• _What to do_:
Reproduce the part of the records below that opens with the line containing "the stone pillar, imagine" and closes with the line containing "[(933, 720)]", changing "largest disc" to "largest circle" throughout and leaving all else unchanged.

== Provided records ==

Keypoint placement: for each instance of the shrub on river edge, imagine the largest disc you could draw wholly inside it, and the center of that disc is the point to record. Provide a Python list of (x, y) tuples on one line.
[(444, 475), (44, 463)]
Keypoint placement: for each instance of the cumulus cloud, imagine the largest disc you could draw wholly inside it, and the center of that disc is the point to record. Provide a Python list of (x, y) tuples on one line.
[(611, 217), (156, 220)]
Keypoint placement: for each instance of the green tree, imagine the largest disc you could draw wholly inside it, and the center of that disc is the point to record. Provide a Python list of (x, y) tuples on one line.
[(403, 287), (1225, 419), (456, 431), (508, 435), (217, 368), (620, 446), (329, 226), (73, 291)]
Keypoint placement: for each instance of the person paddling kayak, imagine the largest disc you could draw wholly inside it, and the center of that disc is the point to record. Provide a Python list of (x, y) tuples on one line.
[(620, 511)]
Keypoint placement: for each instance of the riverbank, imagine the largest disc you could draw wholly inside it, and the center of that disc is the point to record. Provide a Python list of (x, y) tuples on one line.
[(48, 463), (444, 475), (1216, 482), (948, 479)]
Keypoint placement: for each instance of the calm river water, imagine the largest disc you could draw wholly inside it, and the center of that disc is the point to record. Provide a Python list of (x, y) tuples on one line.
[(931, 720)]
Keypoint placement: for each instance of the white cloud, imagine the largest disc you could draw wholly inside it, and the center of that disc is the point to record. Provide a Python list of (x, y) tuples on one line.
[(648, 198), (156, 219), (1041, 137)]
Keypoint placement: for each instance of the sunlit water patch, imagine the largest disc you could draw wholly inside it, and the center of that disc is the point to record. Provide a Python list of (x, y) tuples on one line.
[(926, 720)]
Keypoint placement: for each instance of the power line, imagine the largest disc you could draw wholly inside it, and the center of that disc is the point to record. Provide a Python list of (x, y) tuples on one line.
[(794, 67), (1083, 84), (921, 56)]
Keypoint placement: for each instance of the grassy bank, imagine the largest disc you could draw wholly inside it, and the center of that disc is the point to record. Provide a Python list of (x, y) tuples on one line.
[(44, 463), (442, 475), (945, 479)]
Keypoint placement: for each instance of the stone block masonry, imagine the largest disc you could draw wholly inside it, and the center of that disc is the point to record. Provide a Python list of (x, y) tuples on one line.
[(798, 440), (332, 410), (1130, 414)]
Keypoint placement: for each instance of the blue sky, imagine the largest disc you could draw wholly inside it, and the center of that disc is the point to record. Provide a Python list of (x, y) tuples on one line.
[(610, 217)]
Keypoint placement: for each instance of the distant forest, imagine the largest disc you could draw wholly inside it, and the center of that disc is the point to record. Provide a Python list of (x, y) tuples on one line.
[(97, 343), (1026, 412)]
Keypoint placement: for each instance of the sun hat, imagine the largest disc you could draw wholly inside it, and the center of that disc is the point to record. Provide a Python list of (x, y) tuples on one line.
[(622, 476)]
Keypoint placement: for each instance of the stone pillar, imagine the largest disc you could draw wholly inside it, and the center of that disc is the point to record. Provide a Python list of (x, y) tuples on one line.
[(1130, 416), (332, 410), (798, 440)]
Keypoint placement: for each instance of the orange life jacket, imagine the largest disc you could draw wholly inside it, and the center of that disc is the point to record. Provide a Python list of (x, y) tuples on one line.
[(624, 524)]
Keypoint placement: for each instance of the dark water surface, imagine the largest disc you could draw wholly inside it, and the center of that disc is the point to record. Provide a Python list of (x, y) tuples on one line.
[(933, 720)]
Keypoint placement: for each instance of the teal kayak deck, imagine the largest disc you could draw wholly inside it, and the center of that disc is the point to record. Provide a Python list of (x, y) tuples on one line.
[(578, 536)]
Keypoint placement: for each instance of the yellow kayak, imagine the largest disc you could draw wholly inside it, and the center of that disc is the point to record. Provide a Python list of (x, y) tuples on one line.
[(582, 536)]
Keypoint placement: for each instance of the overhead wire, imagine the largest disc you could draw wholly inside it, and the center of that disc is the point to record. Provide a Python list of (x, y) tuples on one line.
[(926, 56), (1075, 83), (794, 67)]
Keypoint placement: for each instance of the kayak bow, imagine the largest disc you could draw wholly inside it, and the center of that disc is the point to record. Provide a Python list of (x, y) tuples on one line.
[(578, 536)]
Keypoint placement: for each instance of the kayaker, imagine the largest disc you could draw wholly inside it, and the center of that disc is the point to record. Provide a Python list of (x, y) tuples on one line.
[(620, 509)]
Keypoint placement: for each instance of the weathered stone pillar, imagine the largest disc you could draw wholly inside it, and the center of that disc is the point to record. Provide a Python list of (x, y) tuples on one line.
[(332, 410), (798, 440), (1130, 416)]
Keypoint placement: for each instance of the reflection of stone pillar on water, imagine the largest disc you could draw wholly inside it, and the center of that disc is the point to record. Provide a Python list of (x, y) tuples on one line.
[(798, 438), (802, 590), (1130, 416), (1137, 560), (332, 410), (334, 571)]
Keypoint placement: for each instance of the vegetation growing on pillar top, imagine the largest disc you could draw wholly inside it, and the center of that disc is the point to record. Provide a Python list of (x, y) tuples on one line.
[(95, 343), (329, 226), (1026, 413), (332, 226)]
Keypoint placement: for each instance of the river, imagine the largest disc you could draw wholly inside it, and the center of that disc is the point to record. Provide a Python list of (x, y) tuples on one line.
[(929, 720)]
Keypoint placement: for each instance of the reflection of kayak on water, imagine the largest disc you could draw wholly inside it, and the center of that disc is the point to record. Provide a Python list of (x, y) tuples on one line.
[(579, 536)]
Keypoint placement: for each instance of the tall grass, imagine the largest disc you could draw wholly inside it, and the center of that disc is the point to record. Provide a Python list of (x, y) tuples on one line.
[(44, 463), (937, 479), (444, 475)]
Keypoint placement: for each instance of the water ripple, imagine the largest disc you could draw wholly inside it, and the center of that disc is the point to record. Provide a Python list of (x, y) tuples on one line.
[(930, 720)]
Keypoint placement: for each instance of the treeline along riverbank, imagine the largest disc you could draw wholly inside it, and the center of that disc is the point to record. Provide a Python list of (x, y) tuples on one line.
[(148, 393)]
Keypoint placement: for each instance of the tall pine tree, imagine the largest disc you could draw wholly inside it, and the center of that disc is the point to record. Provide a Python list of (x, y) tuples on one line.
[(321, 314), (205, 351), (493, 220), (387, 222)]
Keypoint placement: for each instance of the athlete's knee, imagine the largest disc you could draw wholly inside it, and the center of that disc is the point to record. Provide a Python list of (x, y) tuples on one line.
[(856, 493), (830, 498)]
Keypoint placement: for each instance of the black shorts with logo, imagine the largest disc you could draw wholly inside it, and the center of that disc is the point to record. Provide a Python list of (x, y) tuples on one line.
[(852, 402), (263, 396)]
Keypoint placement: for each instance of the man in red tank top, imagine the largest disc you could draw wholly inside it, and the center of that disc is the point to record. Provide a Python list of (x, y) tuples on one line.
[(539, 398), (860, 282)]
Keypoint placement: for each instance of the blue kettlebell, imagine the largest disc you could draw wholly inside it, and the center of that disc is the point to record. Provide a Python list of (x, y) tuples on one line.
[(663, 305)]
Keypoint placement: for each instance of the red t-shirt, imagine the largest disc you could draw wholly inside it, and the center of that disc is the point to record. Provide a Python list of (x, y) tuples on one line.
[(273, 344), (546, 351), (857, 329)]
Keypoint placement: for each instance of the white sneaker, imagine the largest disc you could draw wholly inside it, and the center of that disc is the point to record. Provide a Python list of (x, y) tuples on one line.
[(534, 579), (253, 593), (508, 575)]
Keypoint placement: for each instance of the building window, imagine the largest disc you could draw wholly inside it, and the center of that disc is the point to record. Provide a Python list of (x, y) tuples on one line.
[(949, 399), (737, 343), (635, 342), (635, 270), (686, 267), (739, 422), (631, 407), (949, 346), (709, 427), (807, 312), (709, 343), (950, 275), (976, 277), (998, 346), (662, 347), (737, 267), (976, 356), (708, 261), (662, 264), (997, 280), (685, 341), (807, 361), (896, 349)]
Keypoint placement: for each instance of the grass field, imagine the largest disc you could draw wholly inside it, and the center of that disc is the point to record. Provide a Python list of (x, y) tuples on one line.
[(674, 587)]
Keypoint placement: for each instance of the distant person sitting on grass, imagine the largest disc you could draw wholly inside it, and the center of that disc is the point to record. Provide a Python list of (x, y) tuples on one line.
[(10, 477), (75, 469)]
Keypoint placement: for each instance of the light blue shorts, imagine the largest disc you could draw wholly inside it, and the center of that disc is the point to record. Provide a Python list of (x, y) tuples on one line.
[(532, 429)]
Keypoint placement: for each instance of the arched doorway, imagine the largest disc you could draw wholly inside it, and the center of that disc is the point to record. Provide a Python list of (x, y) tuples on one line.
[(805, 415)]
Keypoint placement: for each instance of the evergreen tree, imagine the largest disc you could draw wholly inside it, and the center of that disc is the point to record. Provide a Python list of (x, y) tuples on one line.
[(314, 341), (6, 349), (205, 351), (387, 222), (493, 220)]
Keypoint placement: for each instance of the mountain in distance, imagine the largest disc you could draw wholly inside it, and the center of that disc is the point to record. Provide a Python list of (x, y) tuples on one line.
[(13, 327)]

===

• _The solution_:
Keypoint placement: for each instance of the stone pillar, imagine the largest circle you could draw wholly inside it, and the center of that disc is the point to record. Provide a Python list of (x, y) tuples on one line.
[(1130, 416), (332, 410), (798, 440)]
Keypoint placement: for each instance of the orange life jacket, imagine the largest circle you could draw wholly inside it, and the center of that disc is the point to record. Provide a Python list of (x, y) tuples on one line.
[(624, 524)]
Keypoint placement: for each instance of the dark water surface, imagine the largest circle you could draw wholly inside it, and the center of that disc is the point to record. Provide a Python list of (x, y) tuples on one line.
[(933, 720)]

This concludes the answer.